*** Opening Selected text ***
Caleb is an Australian Shepherd that excels in agility. He became very ill after being treated with an Ivermectin product; he was rushed to the ICU, in a coma, and put on a ventilator.
He improves daily and is expected to recover, but you can imagine the trauma this has caused for his owner -- and the vet bills.
An MDR1 gene mutation has been discovered that makes Ivermectin and other drugs toxic for some dogs, especially the herding breeds. Dogs that carry the MDR1 genetic defect have trouble removing certain drugs and toxins from the brain, and the buildup can cause neurological abnormalities (tremors, seizures, blindness, coma) and even death.
Ivermectin is a commonly prescribed drug used to prevent heartworm. Although the amount of Ivermectin in monthly oral medications, such as Heartguard, is very low and not problematic, much higher doses of Ivermectin are used to treat mange and should be avoided in dogs with even 1 copy (of 2) of the mutant gene. Fatal overdoses of Ivermectin can also result from dogs eating manure in pastures where horses or sheep have been dewormed.
Other drugs that adversely affect dogs with the MDR1 mutation include loperamide (Imodium) to control diarrhea; acepromazine (Ace, Atravet), a tranquilizer; Erythromycin; and some chemotherapy drugs.
Seventy percent of Collies have at least 1 copy of the mutated MDR1 gene. Other breeds frequently affected are Australian Shepherds, Shetland Sheepdogs, German Shepherds, Long-haired Whippets, Silken Windhounds, and many mixed-breed dogs that may be crosses of these breeds. There is no way to know if a dog is affected without doing a DNA test. As more dogs submit DNA samples, other breeds will likely be added to the list.
*** Closing Selected text ***
*** Opening Available data ***
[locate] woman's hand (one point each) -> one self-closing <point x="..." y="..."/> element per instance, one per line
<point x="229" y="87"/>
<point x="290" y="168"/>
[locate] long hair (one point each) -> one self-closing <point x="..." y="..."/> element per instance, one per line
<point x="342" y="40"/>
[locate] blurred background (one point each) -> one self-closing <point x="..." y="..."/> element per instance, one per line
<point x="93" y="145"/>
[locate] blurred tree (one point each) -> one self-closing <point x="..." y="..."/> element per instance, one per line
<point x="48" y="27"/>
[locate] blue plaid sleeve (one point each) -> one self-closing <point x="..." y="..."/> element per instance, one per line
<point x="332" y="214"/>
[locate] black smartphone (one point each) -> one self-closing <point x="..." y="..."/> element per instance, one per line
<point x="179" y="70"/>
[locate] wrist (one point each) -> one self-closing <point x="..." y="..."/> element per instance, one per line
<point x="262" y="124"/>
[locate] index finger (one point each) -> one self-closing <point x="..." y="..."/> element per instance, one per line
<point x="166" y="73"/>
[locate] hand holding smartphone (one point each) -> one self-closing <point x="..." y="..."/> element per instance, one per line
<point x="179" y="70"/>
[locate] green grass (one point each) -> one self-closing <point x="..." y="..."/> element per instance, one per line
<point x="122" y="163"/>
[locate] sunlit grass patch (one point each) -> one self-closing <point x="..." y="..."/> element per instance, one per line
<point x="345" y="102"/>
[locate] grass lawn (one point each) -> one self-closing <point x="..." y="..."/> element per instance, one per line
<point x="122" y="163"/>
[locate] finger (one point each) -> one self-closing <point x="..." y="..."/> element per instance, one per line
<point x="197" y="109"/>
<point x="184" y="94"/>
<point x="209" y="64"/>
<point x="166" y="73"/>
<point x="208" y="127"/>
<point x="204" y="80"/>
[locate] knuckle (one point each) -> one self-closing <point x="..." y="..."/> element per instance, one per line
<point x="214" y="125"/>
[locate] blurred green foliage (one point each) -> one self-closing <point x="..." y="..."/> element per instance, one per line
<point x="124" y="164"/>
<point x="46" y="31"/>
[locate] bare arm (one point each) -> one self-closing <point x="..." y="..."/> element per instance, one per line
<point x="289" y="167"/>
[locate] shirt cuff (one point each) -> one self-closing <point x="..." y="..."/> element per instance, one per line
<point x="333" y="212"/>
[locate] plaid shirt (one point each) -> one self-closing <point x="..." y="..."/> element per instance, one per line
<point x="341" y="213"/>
*** Closing Available data ***
• **What this exercise asks**
1. List the neurological abnormalities that, according to the text on the MDR1 gene mutation in dogs, can result from the buildup of drugs and toxins in the brain.
2. Write what follows the last sentence of the text on the MDR1 gene mutation in dogs.

• **Written responses**
1. Tremors, seizures, blindness, coma

2.
For a more complete list of breeds, and drugs, check the website of Washington State University, Veterinary Clinical Pharmacology Lab. WSU offers the genetic test to find out if your dog has the mutant gene. A veterinarian can mail in a blood sample for analysis, or you can send for a kit to obtain a DNA sample from your dog's cheek cells using a swab, then mail it back to the WSU lab ($70).
Please spread the word so that other dogs do not suffer like Caleb.
Briards are not listed (so far) as a breed usually affected, but they are a herding breed. I decided it was worth the money to find out conclusively if I need to be cautious about this, for Chou Chou, in the future; I submitted a DNA sample for MDR1 genotyping. Good news: her results show that both copies of her MDR1 gene are normal.